:: EXTRACTED MATERIAL ::
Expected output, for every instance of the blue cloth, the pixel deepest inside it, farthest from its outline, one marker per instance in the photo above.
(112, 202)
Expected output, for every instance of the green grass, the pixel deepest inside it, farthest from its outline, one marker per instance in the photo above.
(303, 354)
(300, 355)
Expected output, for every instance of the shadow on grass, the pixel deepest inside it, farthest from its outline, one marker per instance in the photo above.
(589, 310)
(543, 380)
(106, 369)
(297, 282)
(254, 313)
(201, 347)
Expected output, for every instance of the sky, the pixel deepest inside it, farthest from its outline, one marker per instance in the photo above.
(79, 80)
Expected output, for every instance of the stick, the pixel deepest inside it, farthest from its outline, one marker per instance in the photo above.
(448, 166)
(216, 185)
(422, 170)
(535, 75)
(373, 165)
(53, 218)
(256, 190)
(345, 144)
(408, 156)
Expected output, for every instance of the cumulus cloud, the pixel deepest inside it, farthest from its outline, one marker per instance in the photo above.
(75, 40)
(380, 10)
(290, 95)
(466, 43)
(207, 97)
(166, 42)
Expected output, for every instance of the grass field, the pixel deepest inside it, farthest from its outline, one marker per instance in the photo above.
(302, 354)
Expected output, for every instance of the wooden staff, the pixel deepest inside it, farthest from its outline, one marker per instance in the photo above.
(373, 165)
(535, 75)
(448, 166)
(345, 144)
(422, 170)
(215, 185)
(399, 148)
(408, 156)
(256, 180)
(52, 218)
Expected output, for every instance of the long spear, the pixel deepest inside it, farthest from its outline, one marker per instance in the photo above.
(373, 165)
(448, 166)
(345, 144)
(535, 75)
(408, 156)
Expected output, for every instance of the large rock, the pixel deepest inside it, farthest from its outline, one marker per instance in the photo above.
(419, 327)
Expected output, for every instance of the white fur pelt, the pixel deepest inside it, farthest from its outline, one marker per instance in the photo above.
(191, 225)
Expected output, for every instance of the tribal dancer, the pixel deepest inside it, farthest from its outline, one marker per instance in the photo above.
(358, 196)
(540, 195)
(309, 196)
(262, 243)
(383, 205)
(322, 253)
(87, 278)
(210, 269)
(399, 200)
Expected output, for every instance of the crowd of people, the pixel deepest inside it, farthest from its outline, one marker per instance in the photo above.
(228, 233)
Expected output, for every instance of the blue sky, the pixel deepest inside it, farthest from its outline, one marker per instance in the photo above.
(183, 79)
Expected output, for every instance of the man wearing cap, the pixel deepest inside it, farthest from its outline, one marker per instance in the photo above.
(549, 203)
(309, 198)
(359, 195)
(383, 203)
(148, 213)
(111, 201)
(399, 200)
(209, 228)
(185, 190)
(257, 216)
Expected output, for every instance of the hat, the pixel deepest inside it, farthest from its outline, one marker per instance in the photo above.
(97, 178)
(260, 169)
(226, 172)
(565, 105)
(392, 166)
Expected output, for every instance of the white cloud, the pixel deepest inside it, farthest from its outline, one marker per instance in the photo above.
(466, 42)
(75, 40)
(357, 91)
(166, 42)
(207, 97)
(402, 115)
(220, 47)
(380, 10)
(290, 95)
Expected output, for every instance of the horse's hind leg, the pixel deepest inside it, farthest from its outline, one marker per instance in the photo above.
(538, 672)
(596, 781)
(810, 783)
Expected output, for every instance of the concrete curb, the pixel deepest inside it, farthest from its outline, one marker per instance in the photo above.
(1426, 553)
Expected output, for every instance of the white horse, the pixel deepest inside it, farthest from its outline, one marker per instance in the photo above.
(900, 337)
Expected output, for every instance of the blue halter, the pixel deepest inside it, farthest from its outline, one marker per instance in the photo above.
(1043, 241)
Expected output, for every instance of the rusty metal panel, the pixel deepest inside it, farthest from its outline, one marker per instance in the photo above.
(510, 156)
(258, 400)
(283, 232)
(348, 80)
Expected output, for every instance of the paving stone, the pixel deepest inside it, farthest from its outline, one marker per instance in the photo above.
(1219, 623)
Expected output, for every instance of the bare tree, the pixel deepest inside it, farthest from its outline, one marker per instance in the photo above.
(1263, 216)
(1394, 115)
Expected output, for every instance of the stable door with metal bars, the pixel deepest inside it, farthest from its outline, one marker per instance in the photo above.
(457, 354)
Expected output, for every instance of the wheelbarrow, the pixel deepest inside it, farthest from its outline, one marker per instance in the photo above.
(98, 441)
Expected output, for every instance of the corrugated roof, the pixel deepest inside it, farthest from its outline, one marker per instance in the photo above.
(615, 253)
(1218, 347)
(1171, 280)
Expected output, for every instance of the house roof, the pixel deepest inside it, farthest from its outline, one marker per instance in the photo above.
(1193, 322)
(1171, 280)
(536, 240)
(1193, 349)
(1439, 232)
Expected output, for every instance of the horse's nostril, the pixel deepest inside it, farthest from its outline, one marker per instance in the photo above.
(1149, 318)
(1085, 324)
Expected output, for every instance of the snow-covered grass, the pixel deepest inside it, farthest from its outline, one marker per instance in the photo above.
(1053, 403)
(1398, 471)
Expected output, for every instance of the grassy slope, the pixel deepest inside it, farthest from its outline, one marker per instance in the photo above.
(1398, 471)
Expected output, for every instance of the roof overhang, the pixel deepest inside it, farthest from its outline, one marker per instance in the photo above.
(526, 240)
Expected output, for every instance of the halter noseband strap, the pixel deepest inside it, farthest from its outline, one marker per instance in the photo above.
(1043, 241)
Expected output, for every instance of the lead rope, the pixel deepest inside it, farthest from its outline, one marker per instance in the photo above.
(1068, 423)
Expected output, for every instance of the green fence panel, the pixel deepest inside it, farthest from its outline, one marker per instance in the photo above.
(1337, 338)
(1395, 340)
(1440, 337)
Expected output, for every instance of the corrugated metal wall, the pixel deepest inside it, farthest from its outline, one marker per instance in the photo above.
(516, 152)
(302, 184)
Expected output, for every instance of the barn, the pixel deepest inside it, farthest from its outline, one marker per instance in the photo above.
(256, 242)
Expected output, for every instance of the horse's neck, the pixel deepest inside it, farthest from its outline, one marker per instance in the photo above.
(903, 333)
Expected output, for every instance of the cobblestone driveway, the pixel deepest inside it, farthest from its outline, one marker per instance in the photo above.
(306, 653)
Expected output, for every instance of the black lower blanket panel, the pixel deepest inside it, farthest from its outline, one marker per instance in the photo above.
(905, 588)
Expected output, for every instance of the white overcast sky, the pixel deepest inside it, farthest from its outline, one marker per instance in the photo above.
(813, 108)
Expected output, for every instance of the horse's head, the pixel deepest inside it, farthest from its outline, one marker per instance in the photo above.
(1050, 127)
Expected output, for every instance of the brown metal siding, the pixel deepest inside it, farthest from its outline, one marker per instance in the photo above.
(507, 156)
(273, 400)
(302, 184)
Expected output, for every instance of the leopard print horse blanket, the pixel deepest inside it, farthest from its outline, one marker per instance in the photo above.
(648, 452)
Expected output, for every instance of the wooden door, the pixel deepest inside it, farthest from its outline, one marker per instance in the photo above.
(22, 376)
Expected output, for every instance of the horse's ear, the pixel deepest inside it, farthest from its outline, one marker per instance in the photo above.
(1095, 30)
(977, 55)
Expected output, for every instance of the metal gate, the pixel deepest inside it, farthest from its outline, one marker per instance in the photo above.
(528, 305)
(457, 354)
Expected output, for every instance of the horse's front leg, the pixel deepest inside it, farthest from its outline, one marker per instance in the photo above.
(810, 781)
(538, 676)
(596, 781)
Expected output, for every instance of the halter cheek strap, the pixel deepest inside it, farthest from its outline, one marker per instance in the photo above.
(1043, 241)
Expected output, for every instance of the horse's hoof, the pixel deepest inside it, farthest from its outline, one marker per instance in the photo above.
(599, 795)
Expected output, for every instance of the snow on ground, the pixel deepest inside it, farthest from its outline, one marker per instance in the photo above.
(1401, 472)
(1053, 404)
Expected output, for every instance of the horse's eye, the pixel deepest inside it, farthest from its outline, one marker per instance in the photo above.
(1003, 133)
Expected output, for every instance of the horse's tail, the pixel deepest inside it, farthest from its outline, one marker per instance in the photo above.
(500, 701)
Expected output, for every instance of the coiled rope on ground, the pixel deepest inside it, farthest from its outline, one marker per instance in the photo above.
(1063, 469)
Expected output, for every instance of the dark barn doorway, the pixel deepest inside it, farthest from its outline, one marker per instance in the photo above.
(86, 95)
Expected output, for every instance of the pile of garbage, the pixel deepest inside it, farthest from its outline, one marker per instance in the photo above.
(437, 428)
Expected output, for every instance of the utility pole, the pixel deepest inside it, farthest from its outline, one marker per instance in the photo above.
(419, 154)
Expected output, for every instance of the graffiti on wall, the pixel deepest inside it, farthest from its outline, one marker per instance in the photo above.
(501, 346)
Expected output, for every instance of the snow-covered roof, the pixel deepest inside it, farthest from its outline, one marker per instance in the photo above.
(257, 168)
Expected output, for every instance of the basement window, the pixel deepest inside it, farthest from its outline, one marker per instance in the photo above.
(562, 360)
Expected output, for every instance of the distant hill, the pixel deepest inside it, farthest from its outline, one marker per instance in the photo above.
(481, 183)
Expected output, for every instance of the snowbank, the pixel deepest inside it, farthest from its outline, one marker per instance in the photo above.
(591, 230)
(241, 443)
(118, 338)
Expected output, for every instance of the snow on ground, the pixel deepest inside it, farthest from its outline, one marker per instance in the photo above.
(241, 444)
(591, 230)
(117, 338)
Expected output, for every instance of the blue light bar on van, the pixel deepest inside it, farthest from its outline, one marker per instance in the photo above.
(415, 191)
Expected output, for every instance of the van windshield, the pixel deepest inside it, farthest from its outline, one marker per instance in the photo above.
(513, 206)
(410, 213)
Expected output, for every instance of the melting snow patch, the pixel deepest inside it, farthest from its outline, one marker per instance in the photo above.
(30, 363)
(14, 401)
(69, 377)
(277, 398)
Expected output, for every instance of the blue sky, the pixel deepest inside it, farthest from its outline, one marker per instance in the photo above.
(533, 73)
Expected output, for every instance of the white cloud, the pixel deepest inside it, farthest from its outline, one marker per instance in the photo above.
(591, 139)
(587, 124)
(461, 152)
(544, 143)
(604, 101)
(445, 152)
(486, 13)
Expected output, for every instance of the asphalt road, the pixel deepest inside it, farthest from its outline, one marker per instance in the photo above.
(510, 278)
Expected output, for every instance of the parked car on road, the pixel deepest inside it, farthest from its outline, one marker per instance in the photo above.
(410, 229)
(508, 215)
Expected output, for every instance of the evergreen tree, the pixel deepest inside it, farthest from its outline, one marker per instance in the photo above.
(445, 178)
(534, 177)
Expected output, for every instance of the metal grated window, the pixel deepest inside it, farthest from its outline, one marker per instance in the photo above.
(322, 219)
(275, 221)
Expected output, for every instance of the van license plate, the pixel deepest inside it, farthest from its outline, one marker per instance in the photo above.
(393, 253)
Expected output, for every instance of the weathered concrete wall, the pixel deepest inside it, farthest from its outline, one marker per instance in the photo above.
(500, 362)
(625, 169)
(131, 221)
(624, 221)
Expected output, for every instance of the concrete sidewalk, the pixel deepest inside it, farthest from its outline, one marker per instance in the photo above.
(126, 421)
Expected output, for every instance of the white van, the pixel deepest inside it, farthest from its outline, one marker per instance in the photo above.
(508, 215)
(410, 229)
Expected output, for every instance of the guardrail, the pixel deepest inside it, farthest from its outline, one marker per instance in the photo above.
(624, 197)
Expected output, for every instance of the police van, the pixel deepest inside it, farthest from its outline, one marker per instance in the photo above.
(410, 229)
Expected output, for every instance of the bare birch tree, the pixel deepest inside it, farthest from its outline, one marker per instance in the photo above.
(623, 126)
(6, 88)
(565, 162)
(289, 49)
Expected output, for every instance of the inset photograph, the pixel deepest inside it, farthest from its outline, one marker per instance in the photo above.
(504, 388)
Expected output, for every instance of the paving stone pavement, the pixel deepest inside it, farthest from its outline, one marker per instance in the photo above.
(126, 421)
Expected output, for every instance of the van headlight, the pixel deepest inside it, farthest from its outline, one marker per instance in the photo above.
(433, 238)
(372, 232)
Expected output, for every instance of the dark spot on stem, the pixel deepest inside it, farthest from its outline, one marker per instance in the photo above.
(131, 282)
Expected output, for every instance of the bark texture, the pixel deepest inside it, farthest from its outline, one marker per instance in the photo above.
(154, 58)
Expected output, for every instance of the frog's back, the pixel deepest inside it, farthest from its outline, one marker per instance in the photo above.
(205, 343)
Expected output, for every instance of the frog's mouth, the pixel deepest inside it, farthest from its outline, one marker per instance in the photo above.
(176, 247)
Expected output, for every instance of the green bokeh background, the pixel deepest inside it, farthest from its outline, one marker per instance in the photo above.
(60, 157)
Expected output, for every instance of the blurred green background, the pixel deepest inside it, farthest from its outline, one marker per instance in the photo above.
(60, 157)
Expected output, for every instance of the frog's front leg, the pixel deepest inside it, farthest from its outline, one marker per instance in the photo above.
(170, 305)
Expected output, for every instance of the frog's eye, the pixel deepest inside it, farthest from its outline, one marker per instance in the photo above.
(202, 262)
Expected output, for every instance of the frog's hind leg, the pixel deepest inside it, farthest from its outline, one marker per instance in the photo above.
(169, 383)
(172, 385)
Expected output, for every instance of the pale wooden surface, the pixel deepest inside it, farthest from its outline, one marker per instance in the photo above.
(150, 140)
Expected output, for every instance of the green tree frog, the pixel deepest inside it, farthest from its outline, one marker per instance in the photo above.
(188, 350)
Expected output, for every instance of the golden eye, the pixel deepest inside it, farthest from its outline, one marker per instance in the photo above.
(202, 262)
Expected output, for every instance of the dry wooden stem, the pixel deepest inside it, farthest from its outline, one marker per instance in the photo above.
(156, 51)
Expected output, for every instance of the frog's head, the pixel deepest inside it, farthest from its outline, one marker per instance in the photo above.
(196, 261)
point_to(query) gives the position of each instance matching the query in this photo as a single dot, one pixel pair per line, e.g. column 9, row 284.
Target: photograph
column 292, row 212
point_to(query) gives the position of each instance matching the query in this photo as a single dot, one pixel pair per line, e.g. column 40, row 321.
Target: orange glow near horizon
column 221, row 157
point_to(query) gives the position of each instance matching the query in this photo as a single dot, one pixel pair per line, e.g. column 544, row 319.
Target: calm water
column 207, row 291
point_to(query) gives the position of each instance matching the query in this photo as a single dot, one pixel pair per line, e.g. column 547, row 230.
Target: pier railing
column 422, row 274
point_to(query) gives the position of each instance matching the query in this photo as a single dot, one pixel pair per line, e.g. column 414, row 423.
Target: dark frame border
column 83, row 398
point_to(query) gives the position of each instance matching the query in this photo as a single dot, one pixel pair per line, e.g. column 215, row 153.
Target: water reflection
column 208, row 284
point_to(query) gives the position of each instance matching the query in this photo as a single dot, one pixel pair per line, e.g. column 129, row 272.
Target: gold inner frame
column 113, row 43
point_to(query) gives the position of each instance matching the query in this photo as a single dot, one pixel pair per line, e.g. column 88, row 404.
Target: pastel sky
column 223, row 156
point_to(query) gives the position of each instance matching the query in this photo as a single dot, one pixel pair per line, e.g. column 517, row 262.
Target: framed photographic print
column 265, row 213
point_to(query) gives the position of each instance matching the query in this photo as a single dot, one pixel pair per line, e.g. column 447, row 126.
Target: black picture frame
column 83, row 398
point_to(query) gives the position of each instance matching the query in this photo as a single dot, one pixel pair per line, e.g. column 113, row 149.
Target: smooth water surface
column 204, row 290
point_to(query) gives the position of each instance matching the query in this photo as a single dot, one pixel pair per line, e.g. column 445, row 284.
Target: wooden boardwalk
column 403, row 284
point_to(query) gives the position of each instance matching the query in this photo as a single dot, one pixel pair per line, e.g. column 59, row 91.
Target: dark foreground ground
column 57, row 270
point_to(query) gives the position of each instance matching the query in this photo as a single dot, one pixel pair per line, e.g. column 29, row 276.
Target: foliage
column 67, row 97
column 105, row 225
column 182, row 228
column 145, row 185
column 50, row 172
:::
Return the lines above, from the one containing "517, row 262." to the end, exactly as they stand.

point_to(query) gives the position of each instance matching the query in this photo as a single dot, one pixel pair per line, e.g. column 517, row 262.
Target: framed photographic print
column 265, row 213
point_to(query) gives the position of each instance matching the query in this photo as a single dot, one pixel pair per line, e.g. column 447, row 126.
Target: black picture frame
column 83, row 398
point_to(query) gives the position of each instance matching the query in this photo as a single dot, one pixel pair per line, e.g. column 113, row 149.
Target: smooth water surface
column 204, row 290
point_to(query) gives the position of each instance matching the query in this photo as a single dot, one pixel pair per line, e.g. column 445, row 284.
Target: wooden boardwalk
column 403, row 284
point_to(query) gives the position of each instance matching the query in this photo as a single dot, one pixel pair per line, e.g. column 59, row 91.
Target: dark foreground ground
column 57, row 270
point_to(query) gives the position of each instance matching the query in this photo as a single dot, one pixel pair per line, e.g. column 29, row 276.
Target: foliage
column 67, row 97
column 105, row 225
column 182, row 228
column 145, row 185
column 50, row 172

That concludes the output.